REQUIRED ACTIONS:
a) For each statement about the passage on shale gas history matching below, say yes or no based on whether it agrees with the passage, and quote the exact words that decide it. (i) The well studied had 74 days of production history. (ii) All 1 million realizations were run in the reservoir simulator. (iii) The Embedded Discrete Fracture Model is described as less accurate than the continuum approach.
b) Write what comes next in the passage on shale gas history matching below, picking up after its final sentence.

Production history match can be used to evaluate effective fracture geometry and to confine the uncertainty of fracture and reservoir properties such as fracture conductivity and relative permeability. Although these parameters are critical in optimizing completions design such as well and cluster spacing, they are unfortunately difficult to be quantified using fracture modeling or most diagnostic techniques, which focus on geometry and properties during fracturing, different from those during production.
To tackle this challenge, we leveraged the automatic history match (AHM) scheme based on Neural Network-Markov Chain Monte Carlo (NN-MCMC) to compare the parameters of a horizontal shale gas well with 74 days production history. 10 parameters characterizing the fracture and reservoir properties were quantified. The case with and without enhanced permeability area (EPA) were investigated. The posterior distributions of these parameters were obtained from the multiple history matching solutions. These multiple solutions were found by probabilistically iterating through 1 million realizations using the NN-MCMC algorithm and a total of 650 realizations were proposed to be validated with reservoir simulator. The MCMC algorithm has the advantage of quantifying uncertainty without bias or being trapped in local minima. The employment of neural network (NN) as a proxy model unlocks the limitation of an infeasible number of simulation runs required by a traditional MCMC algorithm. The proposed AHM workflow also utilized the benefits of Embedded Discrete Fracture Model (EDFM) to model fractures with a higher computational efficiency than a traditional local grid refinement (LGR) method and more accuracy than the continuum approach.

DATASET SECTION:
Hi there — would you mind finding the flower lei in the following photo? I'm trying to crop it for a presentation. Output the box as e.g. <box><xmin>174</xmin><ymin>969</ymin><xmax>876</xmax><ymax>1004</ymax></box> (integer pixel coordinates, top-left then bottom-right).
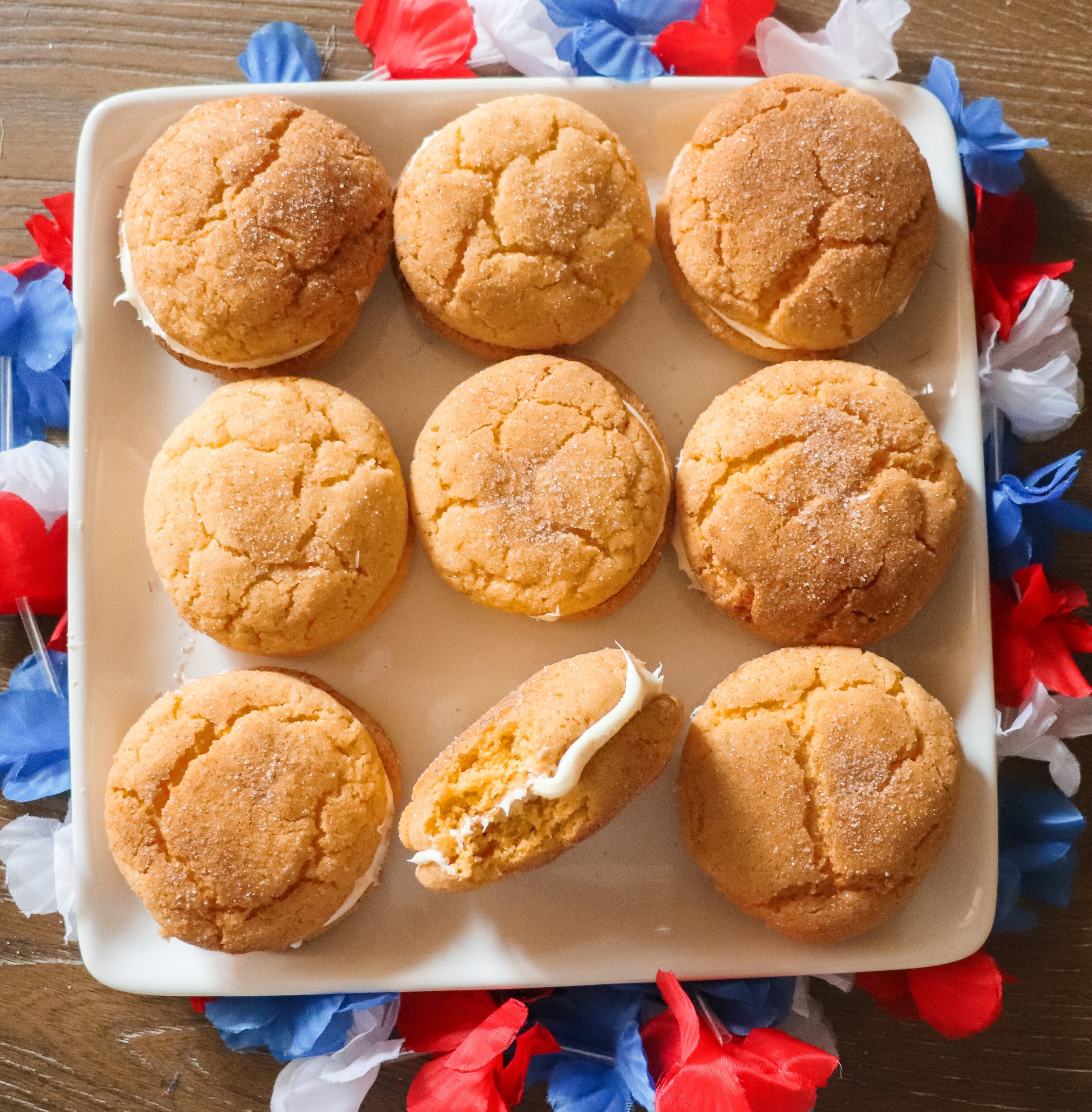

ANSWERS IN ORDER:
a)
(i) Yes: "a horizontal shale gas well with 74 days production history"
(ii) No: "a total of 650 realizations were proposed to be validated with reservoir simulator"
(iii) No: "more accuracy than the continuum approach"

b)
We found that when EPA was included to represent small fractures surrounding main hydraulic fractures, the shorter fracture geometry posterior distributions were obtained compared with the case of hydraulic fractures only (without EPA). This causes the production forecast of the case with EPA to be significantly lower than the one with only hydraulic fractures (without EPA). This means that if a simple model with only hydraulic fractures was assumed while in the actual operation, there is EPA due to the small fracture networks created around main hydraulic fractures, we would overpredict the fracture geometry and gas EUR prediction. With the use of NN-MCMC as history matching workflow, the uncertainty range of 10 parameters were characterized automatically. These effective fracture geometry and properties can be used to improve well spacing and completion design in the next fracturing campaign.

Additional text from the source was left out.